Down to the final line, print the records below exactly and without pictures.

*** Opening Material for this exercise ***

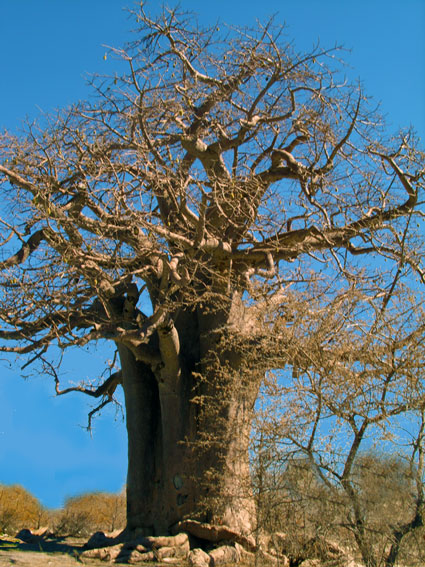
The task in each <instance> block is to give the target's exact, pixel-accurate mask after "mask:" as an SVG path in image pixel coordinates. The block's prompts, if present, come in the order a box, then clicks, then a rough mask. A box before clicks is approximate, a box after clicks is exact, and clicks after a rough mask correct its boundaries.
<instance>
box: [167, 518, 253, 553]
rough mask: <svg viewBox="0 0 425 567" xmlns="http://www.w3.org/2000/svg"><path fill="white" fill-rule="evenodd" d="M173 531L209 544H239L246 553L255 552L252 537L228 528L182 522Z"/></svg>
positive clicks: (210, 524) (224, 526)
mask: <svg viewBox="0 0 425 567" xmlns="http://www.w3.org/2000/svg"><path fill="white" fill-rule="evenodd" d="M174 531H175V532H187V533H188V534H190V535H193V536H195V537H197V538H199V539H203V540H205V541H210V542H211V543H219V542H222V541H226V542H232V543H239V544H240V545H242V547H244V548H245V549H247V550H248V551H255V549H256V544H255V539H254V538H253V537H252V536H245V535H242V534H240V533H238V532H237V531H235V530H232V529H231V528H229V527H228V526H218V525H212V524H206V523H202V522H198V521H196V520H183V521H182V522H179V523H178V524H177V525H176V526H175V528H174Z"/></svg>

*** Closing Material for this exercise ***

=== Answer to this exercise ===
The task in each <instance> block is to give the target's exact, pixel-accurate mask after "mask:" as an SVG path in image pixel coordinates. The block's prompts, if present, come in the order a box, then clicks, then a rough mask. A box before clicks is approximate, a box after clicks is exact, and clicks after a rough mask correct its boundaries.
<instance>
box: [167, 518, 253, 553]
rough mask: <svg viewBox="0 0 425 567" xmlns="http://www.w3.org/2000/svg"><path fill="white" fill-rule="evenodd" d="M173 531L209 544H239L246 553L255 552L252 537L228 528L182 522Z"/></svg>
positive clicks: (210, 524) (224, 526)
mask: <svg viewBox="0 0 425 567" xmlns="http://www.w3.org/2000/svg"><path fill="white" fill-rule="evenodd" d="M174 531H175V532H187V533H188V534H190V535H193V536H195V537H197V538H199V539H203V540H205V541H210V542H211V543H219V542H222V541H226V542H232V543H239V544H240V545H242V547H244V548H245V549H247V550H248V551H255V549H256V544H255V539H254V538H253V537H252V536H245V535H242V534H240V533H238V532H237V531H235V530H232V529H231V528H229V527H228V526H218V525H212V524H206V523H202V522H198V521H196V520H183V521H182V522H179V523H178V524H177V525H176V526H175V528H174Z"/></svg>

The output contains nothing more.